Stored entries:
[BEGIN]

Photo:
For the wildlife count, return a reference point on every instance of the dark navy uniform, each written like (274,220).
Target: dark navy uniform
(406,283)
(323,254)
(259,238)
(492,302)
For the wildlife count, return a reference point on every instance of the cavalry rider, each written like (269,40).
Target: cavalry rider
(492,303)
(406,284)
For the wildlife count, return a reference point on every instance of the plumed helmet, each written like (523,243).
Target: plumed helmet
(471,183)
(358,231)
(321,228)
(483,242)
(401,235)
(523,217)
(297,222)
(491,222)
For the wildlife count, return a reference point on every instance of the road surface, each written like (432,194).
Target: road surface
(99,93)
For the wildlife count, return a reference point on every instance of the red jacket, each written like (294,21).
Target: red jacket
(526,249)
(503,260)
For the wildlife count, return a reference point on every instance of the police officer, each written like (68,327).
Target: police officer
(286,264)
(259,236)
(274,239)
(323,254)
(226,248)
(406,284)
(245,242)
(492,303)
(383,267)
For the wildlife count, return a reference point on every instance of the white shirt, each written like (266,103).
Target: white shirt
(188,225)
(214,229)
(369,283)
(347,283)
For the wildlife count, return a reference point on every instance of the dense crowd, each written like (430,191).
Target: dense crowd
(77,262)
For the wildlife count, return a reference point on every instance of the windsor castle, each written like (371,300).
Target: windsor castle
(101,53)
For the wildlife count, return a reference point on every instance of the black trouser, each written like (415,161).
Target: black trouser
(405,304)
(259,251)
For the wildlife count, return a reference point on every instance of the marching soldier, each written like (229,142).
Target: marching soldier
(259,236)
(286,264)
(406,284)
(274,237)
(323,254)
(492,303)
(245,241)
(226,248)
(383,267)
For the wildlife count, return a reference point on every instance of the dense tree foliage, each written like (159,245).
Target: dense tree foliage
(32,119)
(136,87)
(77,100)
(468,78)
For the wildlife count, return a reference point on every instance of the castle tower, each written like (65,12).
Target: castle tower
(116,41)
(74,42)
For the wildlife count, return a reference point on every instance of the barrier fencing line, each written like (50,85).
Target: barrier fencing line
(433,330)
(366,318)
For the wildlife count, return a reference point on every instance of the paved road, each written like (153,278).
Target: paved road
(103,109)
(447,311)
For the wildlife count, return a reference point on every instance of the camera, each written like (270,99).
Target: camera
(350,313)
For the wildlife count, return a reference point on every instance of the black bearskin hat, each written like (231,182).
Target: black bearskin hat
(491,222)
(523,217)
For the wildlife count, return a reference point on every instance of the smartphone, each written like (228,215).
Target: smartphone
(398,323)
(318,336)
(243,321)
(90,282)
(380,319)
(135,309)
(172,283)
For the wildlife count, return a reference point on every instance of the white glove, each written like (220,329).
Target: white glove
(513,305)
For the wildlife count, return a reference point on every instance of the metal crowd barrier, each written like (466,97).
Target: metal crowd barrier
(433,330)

[END]

Problem to work on: Could you lay out every line of the stored entries above as a numbered list, leaving out any blank lines?

Expected answer:
1. Photo:
2. For the wildlife count, return a reference point on every instance of the dark navy uniform, each written like (274,220).
3. Target: dark navy uniform
4. (406,283)
5. (323,254)
6. (259,238)
7. (492,302)
8. For the wildlife count, return a reference point on every instance of the cavalry rider, each written like (269,40).
9. Target: cavalry rider
10. (492,303)
11. (406,284)
12. For the wildlife count, return a reference point on every instance of the plumed helmet, each written like (523,243).
13. Target: plumed helmet
14. (471,183)
15. (358,231)
16. (321,228)
17. (483,242)
18. (401,235)
19. (523,217)
20. (297,222)
21. (491,222)
22. For the wildlife count, return a reference point on every instance of the road surface, each written like (432,194).
23. Target: road surface
24. (99,93)
25. For the wildlife count, return a reference point on every instance of the red jacket, each written like (294,21).
26. Target: red jacket
27. (526,249)
28. (503,260)
29. For the wildlife count, return a reference point on every instance of the police officer, each written like (68,327).
30. Target: police officer
31. (286,264)
32. (259,236)
33. (274,239)
34. (323,254)
35. (226,248)
36. (406,284)
37. (245,242)
38. (492,303)
39. (383,267)
40. For the wildlife count, return a reference point on every instance of the white shirt, each written like (266,103).
41. Target: white shirt
42. (188,225)
43. (214,229)
44. (369,283)
45. (347,283)
46. For the wildlife count, return a reference point on every instance of the dense crowd, each written like (430,191).
47. Target: dense crowd
48. (77,262)
49. For the wildlife count, return a reference point on every instance of the windsor castle, each written like (371,300).
50. Target: windsor castle
51. (101,53)
52. For the wildlife count, return a reference point on every instance of the black trouser, each written like (415,161).
53. Target: black trouser
54. (405,304)
55. (259,251)
56. For the wildlife count, return a reference point on every instance of the marching soldier, each written like (229,142).
57. Target: marching soldier
58. (259,236)
59. (286,264)
60. (406,284)
61. (274,237)
62. (323,254)
63. (492,303)
64. (245,241)
65. (226,248)
66. (383,267)
67. For the wildlife count, return a reference point on every instance of the dense tree foliage, each written like (159,245).
68. Target: dense tree foliage
69. (32,119)
70. (136,87)
71. (77,100)
72. (468,78)
73. For the wildlife count, return a reference point on every instance of the castle tower, each written like (65,12).
74. Target: castle tower
75. (116,41)
76. (74,42)
77. For the wildlife count, return a reference point on every instance of the barrier fencing line, each written like (50,85).
78. Target: barrier fencing line
79. (433,330)
80. (366,318)
81. For the wildlife count, return a reference point on every instance of the paved road, each written like (153,278).
82. Target: paved road
83. (103,109)
84. (447,311)
85. For the wildlife count, return a reference point on every instance of the camera, each written like (270,99).
86. Target: camera
87. (350,313)
88. For the wildlife count, return a reference point on every instance of the black bearskin hat, each written like (231,182).
89. Target: black bearskin hat
90. (491,222)
91. (523,217)
92. For the wildlife count, return a reference point on every instance of the smartphone, each written like (228,215).
93. Target: smartphone
94. (398,323)
95. (318,336)
96. (243,321)
97. (90,282)
98. (380,319)
99. (135,309)
100. (172,283)
101. For the wildlife count, return a reference point on every instance of the white glove, each written like (220,329).
102. Target: white glove
103. (513,305)
104. For the wildlife count, return a reference point on every instance of the metal crowd barrier, each written like (466,97).
105. Target: metal crowd barrier
106. (433,330)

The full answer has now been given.